— BEGIN Dataset rows —

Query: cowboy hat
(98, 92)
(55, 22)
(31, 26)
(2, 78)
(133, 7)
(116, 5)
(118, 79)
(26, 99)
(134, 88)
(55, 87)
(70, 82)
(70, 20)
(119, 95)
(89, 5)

— END Dataset rows —

Copy every one of the rows above, line for line, without altering anything in them.

Query: cowboy hat
(98, 92)
(55, 22)
(31, 26)
(2, 78)
(133, 7)
(116, 5)
(118, 79)
(26, 99)
(134, 88)
(55, 87)
(70, 82)
(70, 20)
(119, 95)
(89, 5)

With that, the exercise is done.